▶ Problem to solve:
Copy every one of the items below word for word, with each line kept as it is.
— BEGIN —
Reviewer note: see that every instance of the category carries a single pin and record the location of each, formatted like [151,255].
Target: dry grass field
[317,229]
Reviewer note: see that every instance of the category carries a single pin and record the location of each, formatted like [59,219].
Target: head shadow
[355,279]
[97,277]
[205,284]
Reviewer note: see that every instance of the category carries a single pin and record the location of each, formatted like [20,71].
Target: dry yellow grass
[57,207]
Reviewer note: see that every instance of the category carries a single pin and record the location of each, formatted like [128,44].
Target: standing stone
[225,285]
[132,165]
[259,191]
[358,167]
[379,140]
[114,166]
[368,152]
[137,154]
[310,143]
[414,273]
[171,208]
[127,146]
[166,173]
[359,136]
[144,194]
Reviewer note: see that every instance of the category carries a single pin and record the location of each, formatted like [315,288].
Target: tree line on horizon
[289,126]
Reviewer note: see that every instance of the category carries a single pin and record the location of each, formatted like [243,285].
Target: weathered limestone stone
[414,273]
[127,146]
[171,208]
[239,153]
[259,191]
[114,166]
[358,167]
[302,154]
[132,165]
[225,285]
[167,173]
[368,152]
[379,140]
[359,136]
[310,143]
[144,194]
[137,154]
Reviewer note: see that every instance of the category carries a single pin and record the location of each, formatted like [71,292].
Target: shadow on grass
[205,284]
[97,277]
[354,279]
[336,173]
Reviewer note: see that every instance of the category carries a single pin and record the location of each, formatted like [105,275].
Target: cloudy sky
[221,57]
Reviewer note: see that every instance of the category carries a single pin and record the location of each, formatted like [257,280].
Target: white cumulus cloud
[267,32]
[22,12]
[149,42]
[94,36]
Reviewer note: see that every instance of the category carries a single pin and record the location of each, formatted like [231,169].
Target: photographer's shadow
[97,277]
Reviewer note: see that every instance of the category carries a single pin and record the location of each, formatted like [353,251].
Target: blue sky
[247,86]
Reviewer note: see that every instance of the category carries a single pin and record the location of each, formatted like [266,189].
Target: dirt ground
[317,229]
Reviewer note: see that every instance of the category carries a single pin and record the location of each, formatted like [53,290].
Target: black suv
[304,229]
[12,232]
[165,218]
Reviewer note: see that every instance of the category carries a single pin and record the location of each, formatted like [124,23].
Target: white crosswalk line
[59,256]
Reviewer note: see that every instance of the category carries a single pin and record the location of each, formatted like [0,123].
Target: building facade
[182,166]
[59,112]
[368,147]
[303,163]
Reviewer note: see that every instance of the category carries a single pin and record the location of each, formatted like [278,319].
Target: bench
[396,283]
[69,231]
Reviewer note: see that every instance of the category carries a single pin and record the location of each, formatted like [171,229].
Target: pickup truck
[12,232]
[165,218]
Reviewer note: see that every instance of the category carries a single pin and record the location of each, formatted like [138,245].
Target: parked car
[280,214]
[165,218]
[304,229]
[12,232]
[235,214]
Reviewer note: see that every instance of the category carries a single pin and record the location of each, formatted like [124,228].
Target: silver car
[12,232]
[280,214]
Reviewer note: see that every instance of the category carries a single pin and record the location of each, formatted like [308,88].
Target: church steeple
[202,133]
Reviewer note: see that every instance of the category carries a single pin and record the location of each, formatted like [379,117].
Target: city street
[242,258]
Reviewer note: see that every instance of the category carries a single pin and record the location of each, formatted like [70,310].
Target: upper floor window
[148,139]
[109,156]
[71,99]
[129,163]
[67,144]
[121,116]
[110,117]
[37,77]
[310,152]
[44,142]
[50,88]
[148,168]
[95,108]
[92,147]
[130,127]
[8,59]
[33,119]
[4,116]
— END —
▶ Result of this exercise:
Reviewer note: see that every instance of the category carries a single pin and record the location of each, formatted like [151,255].
Target: dry grass field
[317,229]
Reviewer note: see that every instance of the category carries a single pin and record the location of each, formatted like [59,219].
Target: head shadow
[355,279]
[97,277]
[205,284]
Reviewer note: see that every instance of the category carries a single pin and record the location of each, formatted like [20,71].
Target: dry yellow grass
[57,207]
Reviewer note: see that every instance of the category carries a single pin and record the location of each, formatted like [128,44].
Target: standing stone
[225,285]
[132,165]
[259,191]
[358,167]
[379,140]
[114,166]
[368,152]
[137,154]
[310,143]
[414,273]
[171,208]
[127,146]
[166,173]
[359,136]
[144,194]
Reviewer note: see that every instance of the category carries a single pin and record the location of each, formatted like [315,288].
Target: tree line on horizon
[289,126]
Reviewer note: see that every instance of the category carries a single pin and record the location of each, formatted like [243,285].
Target: weathered limestone stone
[414,273]
[127,146]
[171,208]
[239,153]
[259,191]
[114,166]
[358,167]
[302,154]
[132,165]
[225,285]
[167,173]
[368,152]
[379,140]
[359,136]
[310,143]
[144,194]
[137,154]
Reviewer note: see that every instance of the category carries a single pin and record the location of each, formatted like [71,292].
Target: shadow on grass
[205,284]
[97,277]
[354,279]
[336,173]
Reviewer note: see that every instance of the category carries a single pin and record the location of each, formatted like [105,275].
Target: cloudy sky
[221,57]
Reviewer note: see that every instance of the category carries a single pin and record the location of each, formatted like [257,280].
Target: white cumulus cloud
[267,32]
[22,12]
[149,42]
[94,36]
Reviewer note: see that every instance of the category carries a single pin and record the location of each, formatted like [231,169].
Target: photographer's shadow
[97,277]
Reviewer note: see that every instance of the category carries a single pin and record the location of each, formatted like [353,251].
Target: blue sky
[247,86]
Reviewer note: see that every instance of the category carries a single pin and record the location of each, formatted like [266,189].
Target: dirt ground
[317,229]
Reviewer note: see that every instance of the category carries a single pin and record the location of each, formatted like [53,290].
Target: black suv
[304,229]
[12,232]
[165,218]
Reviewer note: see that every instance of the category carries a single pin and record the location of each, formatted like [124,23].
Target: white crosswalk line
[59,256]
Reviewer note: see that every instance of the category carries a single pin and record the location of each, formatted like [0,123].
Target: building facade
[182,166]
[59,112]
[368,147]
[303,163]
Reviewer note: see that every instance of the category carries a single pin and record the location of each, formatted like [278,319].
Target: bench
[396,283]
[69,231]
Reviewer note: see that every instance of the category carries a single pin and record the location of each, formatted like [171,229].
Target: pickup truck
[12,232]
[165,218]
Reviewer note: see that every instance of the category carries a single pin and record the location of each, formatted like [138,245].
Target: parked car
[280,214]
[165,218]
[304,229]
[12,232]
[235,214]
Reviewer note: see that every instance of the category carries a single pin and record the location of each, formatted like [124,228].
Target: silver car
[12,232]
[280,214]
Reviewer note: see that every instance of the category carries a single pin and record the location of each, formatted like [308,88].
Target: church steeple
[202,133]
Reviewer note: see that every instance of the category carries a single pin and record the location of each, formatted like [379,117].
Target: city street
[242,258]
Reviewer note: see that every instance of the category carries a single pin and record the location of each, formatted like [70,310].
Target: upper floor window
[148,139]
[109,156]
[71,99]
[129,163]
[67,144]
[121,116]
[110,117]
[37,77]
[310,152]
[44,142]
[50,88]
[148,168]
[95,108]
[92,147]
[130,127]
[8,59]
[33,119]
[4,116]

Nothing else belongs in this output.